▸ **Source text**:
## BEGIN

Conformal Prediction¶

Conformal prediction provides distribution-free, finite-sample prediction intervals (for regression) and prediction sets (for classification). Unlike asymptotic confidence intervals, conformal guarantees hold for any sample size and any data distribution:

\[ P\bigl(Y_{\text{new}} \in \hat{C}(X_{\text{new}})\bigr) \geq 1 - \alpha \]

fdars implements split conformal methods for functional regression and classification.

How split conformal works¶

Split the training data into a proper training set and a calibration set.
Fit the model on the proper training set.
Compute residuals (nonconformity scores) on the calibration set.
Construct prediction intervals/sets for new observations using the calibration quantile.

Coverage guarantee

For a calibration set of size \(n_{\text{cal}}\) and miscoverage level \(\alpha\), the coverage guarantee is:

\[ P\bigl(Y_{\text{new}} \in \hat{C}(X_{\text{new}})\bigr) \geq 1 - \alpha \]

This holds marginally (over both the calibration set and new data) without any distributional assumptions.

Conformal FPC regression¶

Wraps fregre_lm with split conformal calibration to produce prediction intervals.

import numpy as np
from fdars import Fdata
from fdars.conformal import conformal_fregre_lm

# --- Simulate data ---
np.random.seed(42)
n_train, n_test, m = 200, 50, 81
t = np.linspace(0, 1, m)
beta_true = np.sin(4 * np.pi * t)

def make_data(n):
    raw = np.zeros((n, m))
    for i in range(n):
        raw[i] = (
            np.random.randn() * np.sin(2 * np.pi * t)
            + np.random.randn() * np.cos(2 * np.pi * t)
            + 0.3 * np.random.randn(m)
        )
    fd = Fdata(raw, argvals=t)
    response = np.trapz(fd.data * beta_true, fd.argvals, axis=1) + 0.5 * np.random.randn(n)
    return fd, response

fd_train, train_response = make_data(n_train)
fd_test, test_response = make_data(n_test)

## END

▸ **What to do**:
a - According to the conformal prediction page, which function does conformal FPC regression wrap with split conformal calibration?
b - Copy the conformal prediction page from the words "Fit the model" through the words "the calibration quantile.", substituting "unseen observations" for "new observations".
c - Proceed with the conformal prediction page, starting after the last line it shows.

▸ **Information shown**:
## BEGIN

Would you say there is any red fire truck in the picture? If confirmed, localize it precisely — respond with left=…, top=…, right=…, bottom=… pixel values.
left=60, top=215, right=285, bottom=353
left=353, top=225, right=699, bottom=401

## END

▸ **The answers**:
a - fregre_lm

b -
Fit the model on the proper training set.
Compute residuals (nonconformity scores) on the calibration set.
Construct prediction intervals/sets for unseen observations using the calibration quantile.

c -
# --- Conformal prediction ---
result = conformal_fregre_lm(
    fd_train.data, train_response, fd_test.data,
    ncomp=3,
    cal_fraction=0.25,   # 25% of training data for calibration
    alpha=0.1,           # 90% prediction intervals
    seed=42,
)

lower       = result["lower"]        # (n_test,)
upper       = result["upper"]        # (n_test,)
predictions = result["predictions"]  # (n_test,)
coverage    = result["coverage"]     # empirical coverage (if test labels provided)

# Check coverage on test set
actual_coverage = np.mean((test_response >= lower) & (test_response <= upper))
print(f"Target coverage:  {1 - 0.1:.0%}")
print(f"Empirical coverage: {actual_coverage:.0%}")
print(f"Mean interval width: {np.mean(upper - lower):.4f}")

Key	Type	Description
`lower`	`ndarray (n_test,)`	Lower bounds of prediction intervals
`upper`	`ndarray (n_test,)`	Upper bounds of prediction intervals
`predictions`	`ndarray (n_test,)`	Point predictions
`coverage`	`float`	Reported coverage

Parameter	Default	Description
`ncomp`	3	Number of FPC components
`cal_fraction`	0.25	Fraction of training data reserved for calibration
`alpha`	0.1	Miscoverage level (\(1 - \alpha\) = coverage target)
`seed`	42	Random seed for the train/calibration split

Conformal nonparametric regression¶

Uses kernel regression (fregre_np) as the base model, with conformal calibration on top.

from fdars.conformal import conformal_fregre_np

result = conformal_fregre_np(
    fd_train.data, train_response, fd_test.data, fd_train.argvals,
    cal_fraction=0.25,
    alpha=0.1,
    h_func=1.0,
    h_scalar=1.0,
    seed=42,
)

actual_coverage = np.mean((test_response >= result["lower"]) &
                          (test_response <= result["upper"]))
print(f"NP conformal coverage: {actual_coverage:.0%}")
print(f"Mean interval width:   {np.mean(result['upper'] - result['lower']):.4f}")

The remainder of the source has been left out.